◆ **Polecenie A**: Wymień wszystkie grupy uczniów, które według cytowanej na końcu wypowiedzi ministra mogą wrócić do szkoły po 17 stycznia. Odpowiedź oprzyj na artykule o powrocie uczniów do szkół.
◆ **Polecenie B**: Dopisz dalszy ciąg artykułu o powrocie uczniów do szkół. Zacznij od miejsca po ostatnim zdaniu.

◆ **Fragment strony**:
Minister edukacji i nauki prof. Przemysław Czarnek w „Sygnałach dnia” radiowej Jedynki usłyszał m.in. pytanie o to, kiedy szkoły powrócą do pracy stacjonarnej. Pojawił się także wywołujący wiele kontrowersji temat zakazu wychodzenia dzieci z domów.
Niedawno wprowadzone ograniczenia przewidują powrót dzieci do szkoły po 17 stycznia 2021 r. Pojawiły się także scenariusze powrotu do nauczania stacjonarnego wyłącznie najmłodszych klas. Minister zastrzegł, że decyzji jeszcze nie ma, ale w grę wchodzą różne warianty, także w zależności od województwa.
Czytaj także: Zmutowany koronawirus dotarł do Polski? Minister Niedzielski komentuje
Czarnek zastrzegł, że wszelkie decyzje zależą od rozwoju sytuacji epidemicznej. „Najważniejsza jest ta dynamika rozwoju pandemii koronawirusa. Stąd te wszystkie ograniczenia świąteczno-noworoczno-feryjne. Jeśli to się uda, a mamy taką nadzieje, to po 17 stycznia do szkoły wracają w pierwszej kolejności uczniowie klas 1-3, być może klas maturalnych i ósmych” – mówił.

◆ **Podane informacje**:
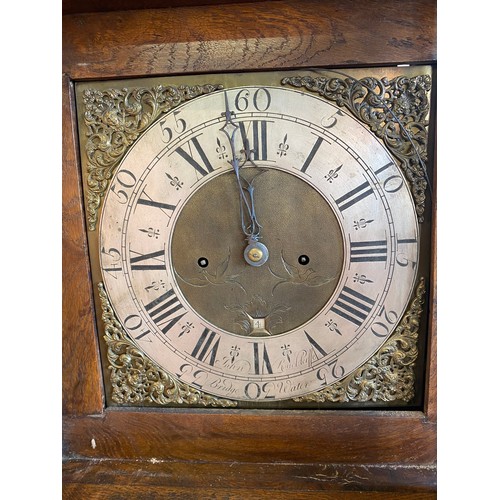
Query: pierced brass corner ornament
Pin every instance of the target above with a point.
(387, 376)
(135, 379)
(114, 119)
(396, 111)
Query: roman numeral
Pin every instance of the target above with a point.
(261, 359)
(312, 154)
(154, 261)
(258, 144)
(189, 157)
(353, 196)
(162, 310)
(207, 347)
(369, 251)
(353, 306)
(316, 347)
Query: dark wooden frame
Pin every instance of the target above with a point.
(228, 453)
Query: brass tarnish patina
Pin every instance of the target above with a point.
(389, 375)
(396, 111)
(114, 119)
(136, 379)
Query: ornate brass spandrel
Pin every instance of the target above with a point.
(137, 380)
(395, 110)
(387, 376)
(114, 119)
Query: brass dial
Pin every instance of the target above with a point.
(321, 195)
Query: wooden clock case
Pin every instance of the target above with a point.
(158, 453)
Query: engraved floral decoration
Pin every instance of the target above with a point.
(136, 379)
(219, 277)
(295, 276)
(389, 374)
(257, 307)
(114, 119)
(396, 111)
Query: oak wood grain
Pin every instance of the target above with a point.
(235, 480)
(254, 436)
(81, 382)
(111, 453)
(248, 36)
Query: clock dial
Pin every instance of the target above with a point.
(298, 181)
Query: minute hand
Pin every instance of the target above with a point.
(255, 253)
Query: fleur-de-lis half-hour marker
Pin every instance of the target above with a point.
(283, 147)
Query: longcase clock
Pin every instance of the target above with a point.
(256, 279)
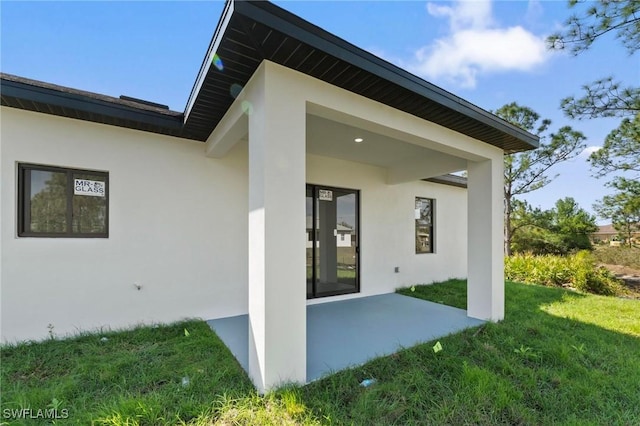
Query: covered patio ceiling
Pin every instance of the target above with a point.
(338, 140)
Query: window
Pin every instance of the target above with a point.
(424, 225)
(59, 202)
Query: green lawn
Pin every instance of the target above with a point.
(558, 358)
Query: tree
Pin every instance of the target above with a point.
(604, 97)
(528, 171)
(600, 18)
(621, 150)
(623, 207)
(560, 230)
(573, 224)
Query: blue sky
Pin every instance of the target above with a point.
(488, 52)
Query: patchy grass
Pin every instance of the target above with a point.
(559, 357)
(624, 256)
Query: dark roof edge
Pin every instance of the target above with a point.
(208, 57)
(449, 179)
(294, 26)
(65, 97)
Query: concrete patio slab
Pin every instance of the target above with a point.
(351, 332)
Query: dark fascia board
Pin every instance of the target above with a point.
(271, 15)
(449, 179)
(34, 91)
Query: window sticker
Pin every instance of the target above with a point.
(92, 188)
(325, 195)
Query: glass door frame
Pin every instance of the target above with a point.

◆ **Odpowiedź A**:
- uczniowie klas 1-3 (w pierwszej kolejności)
- uczniowie klas maturalnych (być może)
- uczniowie klas ósmych (być może)

◆ **Odpowiedź B**:
Szkoły uległy znacznej informatyzacji
Nauczanie zdalne minister nazwał „przykrą koniecznością”. Jednak przyznał, że są pewne plusy, które wynikają z epidemicznej sytuacji. „Przyspieszyliśmy znacznie informatyzację szkół. (…) Podłączenie szkół do internetu, co jest niezwykle ważne teraz, gdy będziemy wracać do szkół być może hybrydowo” – mówił Czarnek.
Czytaj także: Skutki uboczne szczepień? Będzie fundusz do wypłacania odszkodowań
Pojawiło się także pytanie o szczepienia dla nauczycieli. „Mam taką nadzieję, że – bo to zależy od tego, w jakiej ilości szczepionka będzie się pojawiała dalej – jest założenie, żeby rozpocząć już w drugiej połowie stycznia. Koniec stycznia i luty, to ci którzy będą chcieli, będą zaszczepieni” – poinformował minister edukacji i nauki.